AUFGABENSTELLUNG: Gib an, in wie vielen der folgenden Zeilen das Wort „around“ vorkommt, und nenne dabei nur die Zahl.

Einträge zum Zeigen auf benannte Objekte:
┌────────
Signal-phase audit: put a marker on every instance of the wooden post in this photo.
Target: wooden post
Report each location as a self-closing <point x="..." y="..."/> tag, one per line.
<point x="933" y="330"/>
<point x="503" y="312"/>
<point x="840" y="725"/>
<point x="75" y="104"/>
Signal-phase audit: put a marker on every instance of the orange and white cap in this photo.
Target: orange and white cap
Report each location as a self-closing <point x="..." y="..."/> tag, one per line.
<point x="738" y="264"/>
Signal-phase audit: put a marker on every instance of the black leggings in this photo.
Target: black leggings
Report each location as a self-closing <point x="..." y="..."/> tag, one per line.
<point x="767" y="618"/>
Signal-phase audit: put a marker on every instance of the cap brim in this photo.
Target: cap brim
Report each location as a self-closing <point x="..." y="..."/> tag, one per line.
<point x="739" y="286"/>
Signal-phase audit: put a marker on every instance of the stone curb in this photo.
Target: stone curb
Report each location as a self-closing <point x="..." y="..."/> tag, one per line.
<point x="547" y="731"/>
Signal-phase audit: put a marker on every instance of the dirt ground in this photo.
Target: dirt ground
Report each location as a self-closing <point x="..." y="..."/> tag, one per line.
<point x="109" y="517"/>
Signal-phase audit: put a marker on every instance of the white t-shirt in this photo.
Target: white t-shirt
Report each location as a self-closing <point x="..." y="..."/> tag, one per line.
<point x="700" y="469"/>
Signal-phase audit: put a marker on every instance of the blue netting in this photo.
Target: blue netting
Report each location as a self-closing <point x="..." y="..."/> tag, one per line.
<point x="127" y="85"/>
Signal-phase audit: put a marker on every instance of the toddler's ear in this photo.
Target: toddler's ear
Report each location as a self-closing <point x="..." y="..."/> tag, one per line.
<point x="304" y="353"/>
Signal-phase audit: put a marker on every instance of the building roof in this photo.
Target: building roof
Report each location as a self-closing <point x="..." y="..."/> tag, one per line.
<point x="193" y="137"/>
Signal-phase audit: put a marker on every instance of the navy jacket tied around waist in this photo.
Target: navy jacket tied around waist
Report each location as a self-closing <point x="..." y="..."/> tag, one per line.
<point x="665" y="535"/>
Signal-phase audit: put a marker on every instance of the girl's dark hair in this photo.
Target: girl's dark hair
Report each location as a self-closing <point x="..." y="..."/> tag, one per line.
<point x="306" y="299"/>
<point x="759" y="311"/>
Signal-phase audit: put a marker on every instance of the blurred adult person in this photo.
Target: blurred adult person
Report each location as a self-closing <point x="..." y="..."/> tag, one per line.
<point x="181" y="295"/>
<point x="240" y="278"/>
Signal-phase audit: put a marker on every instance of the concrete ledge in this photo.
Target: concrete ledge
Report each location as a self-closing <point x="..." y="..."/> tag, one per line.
└────────
┌────────
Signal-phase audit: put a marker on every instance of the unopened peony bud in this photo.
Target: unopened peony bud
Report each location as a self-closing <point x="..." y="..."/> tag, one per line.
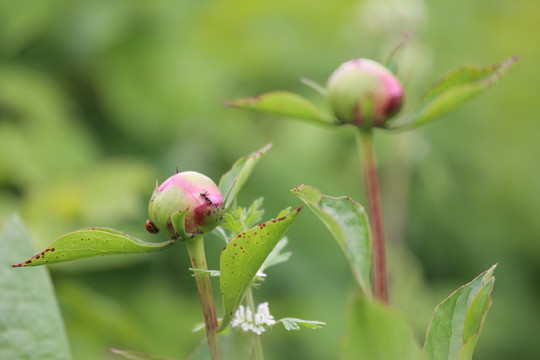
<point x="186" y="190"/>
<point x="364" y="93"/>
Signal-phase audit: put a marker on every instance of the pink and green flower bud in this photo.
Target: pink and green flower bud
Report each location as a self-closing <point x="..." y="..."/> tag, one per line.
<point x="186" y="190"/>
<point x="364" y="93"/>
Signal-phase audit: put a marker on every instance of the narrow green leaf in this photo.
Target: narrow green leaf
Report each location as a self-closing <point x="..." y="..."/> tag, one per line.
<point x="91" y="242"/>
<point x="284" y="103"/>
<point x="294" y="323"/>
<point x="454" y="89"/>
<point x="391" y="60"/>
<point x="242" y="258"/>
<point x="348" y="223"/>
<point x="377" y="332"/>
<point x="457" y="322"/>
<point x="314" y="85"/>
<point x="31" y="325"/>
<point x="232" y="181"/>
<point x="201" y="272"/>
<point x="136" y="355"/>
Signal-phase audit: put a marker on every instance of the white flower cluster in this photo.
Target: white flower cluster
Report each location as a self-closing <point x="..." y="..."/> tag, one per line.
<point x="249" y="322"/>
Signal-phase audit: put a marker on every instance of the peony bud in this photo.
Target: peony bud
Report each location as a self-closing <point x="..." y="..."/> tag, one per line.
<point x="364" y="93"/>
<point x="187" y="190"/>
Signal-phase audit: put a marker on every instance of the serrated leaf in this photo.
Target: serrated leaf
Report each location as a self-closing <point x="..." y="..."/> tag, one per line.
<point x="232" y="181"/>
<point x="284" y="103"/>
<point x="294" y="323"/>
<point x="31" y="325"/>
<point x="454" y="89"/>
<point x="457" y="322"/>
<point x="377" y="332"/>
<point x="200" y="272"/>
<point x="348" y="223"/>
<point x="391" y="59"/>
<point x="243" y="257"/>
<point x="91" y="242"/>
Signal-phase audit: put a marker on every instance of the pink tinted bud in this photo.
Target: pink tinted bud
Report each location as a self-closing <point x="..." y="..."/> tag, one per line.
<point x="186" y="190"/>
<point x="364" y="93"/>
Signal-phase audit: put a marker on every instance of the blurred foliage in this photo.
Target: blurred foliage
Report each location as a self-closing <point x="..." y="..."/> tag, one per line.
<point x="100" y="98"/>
└────────
LÖSUNG: 2